• _Your task_
Filter the data below, copying every line that contains the string "above". Treat the match as case-sensitive.

• _Records shown_
┌──
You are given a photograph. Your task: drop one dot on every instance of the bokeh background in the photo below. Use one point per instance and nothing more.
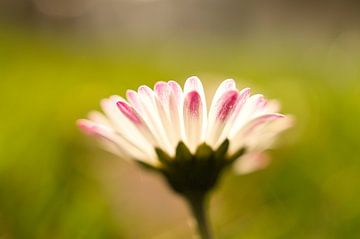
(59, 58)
└──
┌──
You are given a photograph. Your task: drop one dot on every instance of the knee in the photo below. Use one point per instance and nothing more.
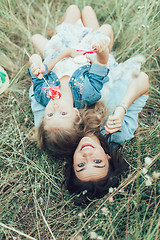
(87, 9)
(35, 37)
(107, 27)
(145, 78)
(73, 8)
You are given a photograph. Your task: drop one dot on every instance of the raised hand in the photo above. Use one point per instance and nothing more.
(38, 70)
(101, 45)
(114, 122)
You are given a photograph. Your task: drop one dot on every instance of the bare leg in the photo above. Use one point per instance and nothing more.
└──
• _Final result_
You are given a photograph. Your task: drop one dot on every instance of the raised hand in the photo above. Use one point per instance and nothing more.
You are given a photograph. Your task: drop one dot on every instance of the bare leg in the photo above. Use one point per instance and nothing more.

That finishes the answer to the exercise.